→ What is required
Leave out the pictures and transcribe everything else exactly.
>> start Available data
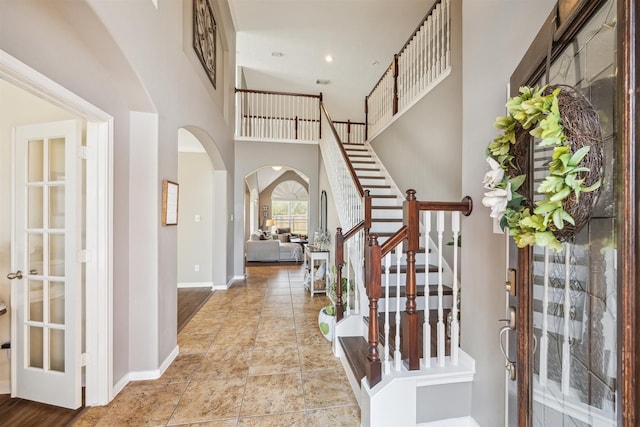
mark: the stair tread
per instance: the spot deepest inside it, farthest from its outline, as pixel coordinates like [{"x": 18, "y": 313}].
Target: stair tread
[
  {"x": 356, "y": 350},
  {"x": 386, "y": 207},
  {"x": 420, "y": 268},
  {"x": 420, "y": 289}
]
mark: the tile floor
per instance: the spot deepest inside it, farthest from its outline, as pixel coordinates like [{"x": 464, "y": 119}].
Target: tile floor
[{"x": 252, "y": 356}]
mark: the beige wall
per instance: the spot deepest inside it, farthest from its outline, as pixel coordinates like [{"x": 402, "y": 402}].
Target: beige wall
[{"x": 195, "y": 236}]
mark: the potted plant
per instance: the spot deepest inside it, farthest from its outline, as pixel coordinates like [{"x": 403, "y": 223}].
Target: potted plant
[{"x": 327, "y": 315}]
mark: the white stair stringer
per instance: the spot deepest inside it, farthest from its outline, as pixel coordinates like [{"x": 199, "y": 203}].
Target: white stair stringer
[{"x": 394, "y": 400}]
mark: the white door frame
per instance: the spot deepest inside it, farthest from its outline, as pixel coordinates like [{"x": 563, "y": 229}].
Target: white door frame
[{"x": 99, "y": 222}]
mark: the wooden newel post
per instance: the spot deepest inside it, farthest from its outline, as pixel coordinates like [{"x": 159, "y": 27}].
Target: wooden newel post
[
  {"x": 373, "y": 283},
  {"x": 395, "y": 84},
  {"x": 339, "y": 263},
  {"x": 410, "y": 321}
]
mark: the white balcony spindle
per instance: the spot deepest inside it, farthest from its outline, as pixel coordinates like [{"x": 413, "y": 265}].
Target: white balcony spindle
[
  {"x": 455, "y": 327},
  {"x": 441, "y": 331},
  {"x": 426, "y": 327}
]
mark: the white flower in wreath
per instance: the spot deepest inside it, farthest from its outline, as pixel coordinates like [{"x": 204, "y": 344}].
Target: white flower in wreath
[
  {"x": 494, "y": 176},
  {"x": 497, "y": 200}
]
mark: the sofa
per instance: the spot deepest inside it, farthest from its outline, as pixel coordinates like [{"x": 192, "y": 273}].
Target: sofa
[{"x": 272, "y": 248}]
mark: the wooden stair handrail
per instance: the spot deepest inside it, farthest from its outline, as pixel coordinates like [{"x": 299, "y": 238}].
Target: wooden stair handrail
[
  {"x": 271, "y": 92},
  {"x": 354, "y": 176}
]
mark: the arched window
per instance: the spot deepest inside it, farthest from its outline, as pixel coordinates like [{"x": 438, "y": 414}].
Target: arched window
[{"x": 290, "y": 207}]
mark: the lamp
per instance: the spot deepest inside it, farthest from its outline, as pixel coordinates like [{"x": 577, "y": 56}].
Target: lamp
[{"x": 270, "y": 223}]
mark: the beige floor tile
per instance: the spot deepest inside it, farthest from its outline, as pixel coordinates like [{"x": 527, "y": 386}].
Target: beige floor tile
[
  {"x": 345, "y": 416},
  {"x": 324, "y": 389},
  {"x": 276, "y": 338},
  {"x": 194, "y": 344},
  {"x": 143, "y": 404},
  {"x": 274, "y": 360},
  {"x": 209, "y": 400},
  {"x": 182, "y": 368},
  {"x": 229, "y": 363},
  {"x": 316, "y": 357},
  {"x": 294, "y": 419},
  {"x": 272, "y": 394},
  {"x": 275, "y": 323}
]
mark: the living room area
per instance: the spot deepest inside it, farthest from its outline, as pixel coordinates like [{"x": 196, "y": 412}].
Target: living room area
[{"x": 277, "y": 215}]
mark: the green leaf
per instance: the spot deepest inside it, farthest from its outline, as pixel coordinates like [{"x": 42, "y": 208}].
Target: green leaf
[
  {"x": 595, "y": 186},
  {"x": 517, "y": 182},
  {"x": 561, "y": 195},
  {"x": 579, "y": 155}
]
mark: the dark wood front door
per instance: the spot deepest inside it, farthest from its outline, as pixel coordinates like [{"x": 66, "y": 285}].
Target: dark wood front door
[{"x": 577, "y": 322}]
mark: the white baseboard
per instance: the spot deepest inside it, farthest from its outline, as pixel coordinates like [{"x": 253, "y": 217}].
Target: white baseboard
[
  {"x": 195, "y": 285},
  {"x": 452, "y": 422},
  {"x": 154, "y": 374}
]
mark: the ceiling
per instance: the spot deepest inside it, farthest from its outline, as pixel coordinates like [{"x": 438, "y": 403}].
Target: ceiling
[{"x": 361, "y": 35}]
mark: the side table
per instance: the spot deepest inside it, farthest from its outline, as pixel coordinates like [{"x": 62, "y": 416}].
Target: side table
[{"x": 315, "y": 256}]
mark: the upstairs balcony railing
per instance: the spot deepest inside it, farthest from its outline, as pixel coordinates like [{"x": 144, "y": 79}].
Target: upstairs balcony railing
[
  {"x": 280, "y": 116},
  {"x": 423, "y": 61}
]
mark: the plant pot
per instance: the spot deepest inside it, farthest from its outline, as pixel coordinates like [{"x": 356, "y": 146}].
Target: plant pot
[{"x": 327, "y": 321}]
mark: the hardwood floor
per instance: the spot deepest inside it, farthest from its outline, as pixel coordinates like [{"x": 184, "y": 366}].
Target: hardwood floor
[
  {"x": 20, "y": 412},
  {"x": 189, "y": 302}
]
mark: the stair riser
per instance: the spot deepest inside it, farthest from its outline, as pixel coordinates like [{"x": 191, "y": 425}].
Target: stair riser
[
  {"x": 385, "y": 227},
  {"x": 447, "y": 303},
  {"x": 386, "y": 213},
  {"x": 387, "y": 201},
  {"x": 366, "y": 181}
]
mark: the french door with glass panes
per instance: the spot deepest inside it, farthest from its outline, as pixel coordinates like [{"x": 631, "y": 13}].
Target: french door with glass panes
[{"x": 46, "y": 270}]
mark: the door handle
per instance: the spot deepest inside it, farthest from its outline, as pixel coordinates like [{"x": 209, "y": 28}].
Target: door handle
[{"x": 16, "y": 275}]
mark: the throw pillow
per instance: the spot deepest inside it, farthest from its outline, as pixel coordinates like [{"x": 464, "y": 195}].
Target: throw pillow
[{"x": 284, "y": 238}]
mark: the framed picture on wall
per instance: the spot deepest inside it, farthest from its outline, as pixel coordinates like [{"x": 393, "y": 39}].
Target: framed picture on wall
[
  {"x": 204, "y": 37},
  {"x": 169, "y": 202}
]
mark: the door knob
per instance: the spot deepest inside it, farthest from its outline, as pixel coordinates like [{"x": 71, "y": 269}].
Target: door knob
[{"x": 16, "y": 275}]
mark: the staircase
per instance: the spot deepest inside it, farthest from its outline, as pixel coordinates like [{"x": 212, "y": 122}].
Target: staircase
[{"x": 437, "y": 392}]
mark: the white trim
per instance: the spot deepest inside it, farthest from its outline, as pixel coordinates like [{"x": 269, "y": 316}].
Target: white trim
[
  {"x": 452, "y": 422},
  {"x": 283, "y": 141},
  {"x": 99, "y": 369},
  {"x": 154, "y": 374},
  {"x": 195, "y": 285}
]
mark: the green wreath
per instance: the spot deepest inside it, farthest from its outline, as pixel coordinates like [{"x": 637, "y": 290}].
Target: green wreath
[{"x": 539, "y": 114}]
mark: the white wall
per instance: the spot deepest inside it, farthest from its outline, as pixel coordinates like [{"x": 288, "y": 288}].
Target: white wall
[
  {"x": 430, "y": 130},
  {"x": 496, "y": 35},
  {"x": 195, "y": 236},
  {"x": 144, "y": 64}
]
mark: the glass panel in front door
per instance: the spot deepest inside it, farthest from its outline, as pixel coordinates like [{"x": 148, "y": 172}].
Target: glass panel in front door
>> end Available data
→ Response to the exercise
mark: the stair tread
per instance: the spot deepest inside it, farthest from its outline, as pixel coordinates like [{"x": 18, "y": 313}].
Target: stair tread
[
  {"x": 356, "y": 350},
  {"x": 386, "y": 207},
  {"x": 420, "y": 268},
  {"x": 420, "y": 289}
]
mark: the tile floor
per instance: the spot deepest inside it, farthest from its outline, as pixel coordinates like [{"x": 464, "y": 119}].
Target: tile floor
[{"x": 252, "y": 356}]
mark: the beige wall
per instance: the spot deepest inside it, farthest from its outline, as pixel coordinates like [{"x": 402, "y": 402}].
Target: beige wall
[{"x": 195, "y": 236}]
mark: the potted plant
per instance: the spot deepest inside it, farthest from its outline, as pixel coordinates like [{"x": 403, "y": 223}].
Target: potted plant
[{"x": 327, "y": 315}]
mark: the white stair stringer
per instance: the spot deepest inside it, farthest from its outline, as pixel coordinates like [{"x": 199, "y": 203}].
Target: white stair stringer
[{"x": 394, "y": 400}]
mark: the white door frame
per instance: the spot deepest inside it, farthest from its outline, as pixel coordinates like [{"x": 563, "y": 229}].
Target: white door frame
[{"x": 99, "y": 222}]
mark: the wooden newel post
per instance: the spot deepest inside it, farthest from its outline, as pixel coordinates like [{"x": 159, "y": 27}].
Target: wooden newel post
[
  {"x": 373, "y": 283},
  {"x": 395, "y": 84},
  {"x": 339, "y": 263},
  {"x": 410, "y": 321}
]
mark: the white balcony spindle
per instance: the spot deepest inside it, farthest from its outline, as pixel coordinates like [{"x": 413, "y": 265}].
Target: white balcony spindle
[
  {"x": 455, "y": 327},
  {"x": 441, "y": 331},
  {"x": 426, "y": 327}
]
mark: the white flower in wreath
per instance: the spot deepest inside it, farthest from its outline, as pixel coordinates like [{"x": 204, "y": 344}].
Target: white flower in wreath
[
  {"x": 494, "y": 176},
  {"x": 497, "y": 200}
]
mark: the sofa
per instance: the spot deepest inside it, farthest from its outline, as pixel coordinates like [{"x": 192, "y": 273}].
Target: sofa
[{"x": 272, "y": 248}]
mark: the wooden stair handrail
per instance: the spot deepest inside it, farthest from its outline, as pixel coordinates like [{"x": 299, "y": 238}].
Target: wooden stair handrail
[
  {"x": 271, "y": 92},
  {"x": 354, "y": 176}
]
mark: the arched window
per instance: the spot deepest inside it, farthest from its outline, as pixel coordinates like [{"x": 438, "y": 414}].
Target: arched window
[{"x": 290, "y": 207}]
mark: the lamp
per instance: the spot deepest inside it, farthest from its outline, as pixel coordinates like [{"x": 577, "y": 56}].
Target: lamp
[{"x": 270, "y": 223}]
mark: the beige floor tile
per instance: the spot deepest inside it, farthest from its outline, as pixel coordinates like [{"x": 527, "y": 386}].
Target: beige floor tile
[
  {"x": 345, "y": 416},
  {"x": 324, "y": 389},
  {"x": 276, "y": 338},
  {"x": 194, "y": 344},
  {"x": 143, "y": 404},
  {"x": 274, "y": 360},
  {"x": 209, "y": 400},
  {"x": 182, "y": 368},
  {"x": 229, "y": 363},
  {"x": 316, "y": 357},
  {"x": 294, "y": 419},
  {"x": 272, "y": 394},
  {"x": 275, "y": 323}
]
mark: the living room area
per instance: the spot deepest inside it, farthest from its outline, as pixel coordinates like [{"x": 196, "y": 412}].
Target: living room area
[{"x": 277, "y": 215}]
mark: the green leaf
per instance: the spot deepest inside it, farthest from its outline, as pixel coordinates like [{"x": 42, "y": 208}].
Target: green leaf
[
  {"x": 595, "y": 186},
  {"x": 517, "y": 182},
  {"x": 561, "y": 195},
  {"x": 579, "y": 155}
]
mark: the dark wood front door
per instance: the spot deepest inside it, farthest from its outline, as pixel coordinates like [{"x": 66, "y": 285}].
Target: dark wood front door
[{"x": 577, "y": 322}]
mark: the white baseboard
per instance: the spot deepest inside it, farthest from its outline, as pixel coordinates like [{"x": 253, "y": 217}].
Target: white baseboard
[
  {"x": 195, "y": 285},
  {"x": 452, "y": 422},
  {"x": 154, "y": 374}
]
mark: the ceiling
per instance: the spot deepest inside it, farthest from its outline, as pixel coordinates like [{"x": 438, "y": 403}].
Target: ceiling
[{"x": 361, "y": 35}]
mark: the side table
per instance: the spot deepest inside it, farthest from its outline, as pixel coordinates like [{"x": 62, "y": 416}].
Target: side table
[{"x": 315, "y": 256}]
mark: the upstairs balcony railing
per instance: the spot deepest inside it, farthest from its outline, as pixel coordinates like [{"x": 144, "y": 79}].
Target: upstairs balcony railing
[
  {"x": 280, "y": 116},
  {"x": 423, "y": 61}
]
mark: the plant pot
per instance: the spot deepest inside it, farthest from its outline, as pixel coordinates like [{"x": 356, "y": 146}].
Target: plant pot
[{"x": 327, "y": 321}]
mark: the hardwood floor
per instance: the spot deepest inside it, farthest from its outline, as pixel coordinates like [{"x": 184, "y": 366}].
Target: hardwood floor
[
  {"x": 20, "y": 412},
  {"x": 189, "y": 302}
]
mark: the stair riser
per instance: the spot deepest inside it, farthest from its outline, as pixel coordinates like [{"x": 191, "y": 425}].
Target: stair riser
[
  {"x": 385, "y": 227},
  {"x": 447, "y": 303},
  {"x": 386, "y": 213},
  {"x": 387, "y": 201},
  {"x": 366, "y": 181}
]
mark: the french door with glass panes
per instance: the spot deepest inside it, farthest from its outline, as pixel coordinates like [{"x": 631, "y": 13}].
Target: french door with glass panes
[{"x": 46, "y": 270}]
mark: the door handle
per instance: the spot deepest inside it, farthest from its outline, as pixel coordinates like [{"x": 209, "y": 28}].
Target: door handle
[{"x": 16, "y": 275}]
mark: the throw pillow
per instance: the spot deepest inside it, farthest from its outline, as pixel coordinates like [{"x": 464, "y": 195}].
Target: throw pillow
[{"x": 284, "y": 238}]
mark: the framed picture on wall
per instance: the spot deepest inside it, farthest from its outline, as pixel coordinates like [{"x": 393, "y": 39}].
Target: framed picture on wall
[
  {"x": 204, "y": 37},
  {"x": 169, "y": 202}
]
mark: the door knob
per instance: the spot deepest inside it, farthest from its outline, as pixel coordinates like [{"x": 71, "y": 269}].
Target: door knob
[{"x": 16, "y": 275}]
mark: the staircase
per instance: the spot deepest inside it, farthest from its outline, as pixel coordinates like [{"x": 212, "y": 122}].
Target: staircase
[{"x": 437, "y": 392}]
mark: the white trim
per instance: the spot deepest inside it, farthest from its outline, as pixel coordinates like [{"x": 269, "y": 316}].
Target: white trim
[
  {"x": 452, "y": 422},
  {"x": 283, "y": 141},
  {"x": 99, "y": 369},
  {"x": 154, "y": 374},
  {"x": 195, "y": 285}
]
mark: the green wreath
per instance: the spot deepest inside it, farthest from its outline, as pixel coordinates like [{"x": 637, "y": 290}].
Target: green wreath
[{"x": 539, "y": 114}]
mark: the white wall
per instance: the spot deepest inside it, farthest from its outline, as pixel coordinates like [{"x": 288, "y": 288}].
Target: white wall
[
  {"x": 430, "y": 130},
  {"x": 496, "y": 35},
  {"x": 195, "y": 236},
  {"x": 144, "y": 64}
]
mark: the glass panel in front door
per instance: the spot deepest inside it, farthest from its outline, as pixel coordinates like [{"x": 148, "y": 172}].
Target: glass panel in front door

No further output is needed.